BEGIN

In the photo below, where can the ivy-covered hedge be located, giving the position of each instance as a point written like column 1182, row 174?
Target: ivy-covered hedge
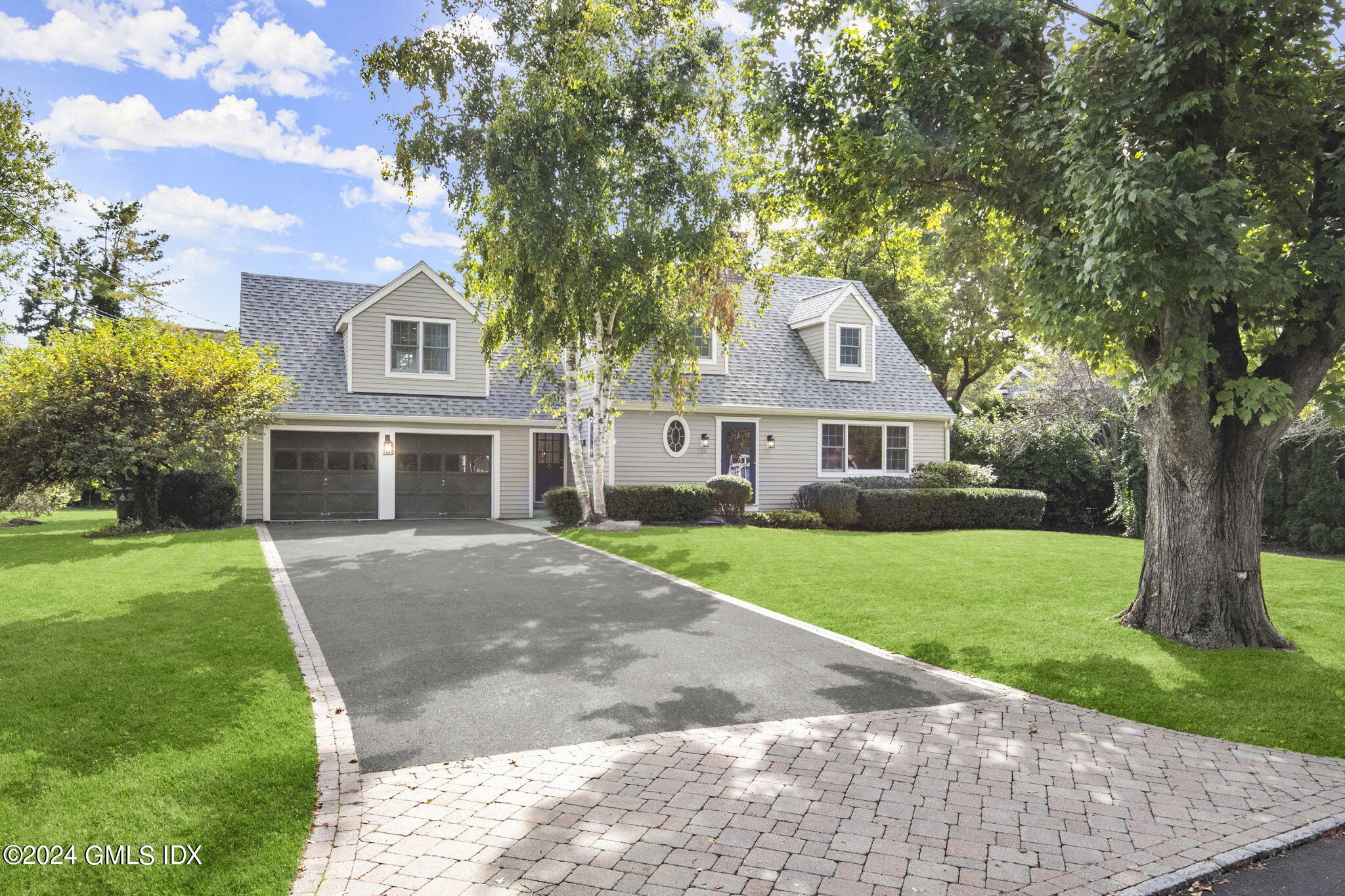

END
BEGIN

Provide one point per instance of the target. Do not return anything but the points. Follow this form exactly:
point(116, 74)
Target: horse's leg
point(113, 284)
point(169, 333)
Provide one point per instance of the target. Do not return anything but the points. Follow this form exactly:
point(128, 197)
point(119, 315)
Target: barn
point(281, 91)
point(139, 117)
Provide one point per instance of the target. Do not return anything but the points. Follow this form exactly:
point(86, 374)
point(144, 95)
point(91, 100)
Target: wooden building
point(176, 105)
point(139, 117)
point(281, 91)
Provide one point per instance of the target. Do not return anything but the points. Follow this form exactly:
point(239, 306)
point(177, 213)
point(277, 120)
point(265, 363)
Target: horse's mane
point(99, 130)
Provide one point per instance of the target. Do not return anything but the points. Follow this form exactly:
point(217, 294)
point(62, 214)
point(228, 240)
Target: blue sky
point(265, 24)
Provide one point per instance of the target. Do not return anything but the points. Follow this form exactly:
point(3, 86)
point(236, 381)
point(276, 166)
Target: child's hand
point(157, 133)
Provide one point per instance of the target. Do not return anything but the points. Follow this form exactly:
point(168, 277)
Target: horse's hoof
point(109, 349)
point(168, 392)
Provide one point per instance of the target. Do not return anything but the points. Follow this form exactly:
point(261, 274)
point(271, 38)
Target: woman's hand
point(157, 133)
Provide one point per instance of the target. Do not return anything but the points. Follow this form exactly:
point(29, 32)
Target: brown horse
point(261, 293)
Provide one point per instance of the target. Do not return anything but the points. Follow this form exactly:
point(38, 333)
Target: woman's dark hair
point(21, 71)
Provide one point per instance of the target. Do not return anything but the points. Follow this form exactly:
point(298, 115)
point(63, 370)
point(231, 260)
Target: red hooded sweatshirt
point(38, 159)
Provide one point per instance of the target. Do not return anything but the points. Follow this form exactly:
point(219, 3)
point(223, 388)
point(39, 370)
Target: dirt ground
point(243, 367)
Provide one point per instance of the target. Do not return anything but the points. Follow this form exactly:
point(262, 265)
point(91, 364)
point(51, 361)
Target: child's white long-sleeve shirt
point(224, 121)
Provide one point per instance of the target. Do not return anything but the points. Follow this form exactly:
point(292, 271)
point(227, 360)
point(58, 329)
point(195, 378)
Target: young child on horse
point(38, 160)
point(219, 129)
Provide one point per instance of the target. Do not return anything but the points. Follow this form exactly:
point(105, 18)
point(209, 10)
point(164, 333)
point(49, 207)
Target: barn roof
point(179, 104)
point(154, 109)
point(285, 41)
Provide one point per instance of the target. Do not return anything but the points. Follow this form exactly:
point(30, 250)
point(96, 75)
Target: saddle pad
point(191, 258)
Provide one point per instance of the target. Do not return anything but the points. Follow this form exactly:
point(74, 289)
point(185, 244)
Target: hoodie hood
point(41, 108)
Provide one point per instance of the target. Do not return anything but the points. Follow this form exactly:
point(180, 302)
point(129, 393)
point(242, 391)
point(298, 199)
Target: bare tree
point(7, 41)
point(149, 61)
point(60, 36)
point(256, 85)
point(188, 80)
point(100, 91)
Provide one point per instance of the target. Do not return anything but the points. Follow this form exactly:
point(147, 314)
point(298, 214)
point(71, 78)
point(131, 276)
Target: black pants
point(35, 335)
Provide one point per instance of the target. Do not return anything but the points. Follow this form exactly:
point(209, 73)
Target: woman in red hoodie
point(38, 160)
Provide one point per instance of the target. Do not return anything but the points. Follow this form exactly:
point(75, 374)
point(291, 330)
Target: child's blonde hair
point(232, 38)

END
BEGIN

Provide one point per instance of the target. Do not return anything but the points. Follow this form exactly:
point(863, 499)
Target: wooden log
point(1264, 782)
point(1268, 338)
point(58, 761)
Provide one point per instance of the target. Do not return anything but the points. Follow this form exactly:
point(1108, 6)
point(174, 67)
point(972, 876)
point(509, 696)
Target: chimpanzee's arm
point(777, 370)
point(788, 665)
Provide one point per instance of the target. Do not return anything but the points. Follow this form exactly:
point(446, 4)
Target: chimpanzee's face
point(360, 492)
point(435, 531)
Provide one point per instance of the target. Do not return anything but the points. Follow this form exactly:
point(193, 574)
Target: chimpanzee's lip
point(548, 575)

END

Problem details | Gather each line of the data above that contains the string "chimpanzee", and copy those lines in full.

Full solution |
Target: chimpanzee's arm
Target: chimpanzee's face
Target: chimpanzee's lip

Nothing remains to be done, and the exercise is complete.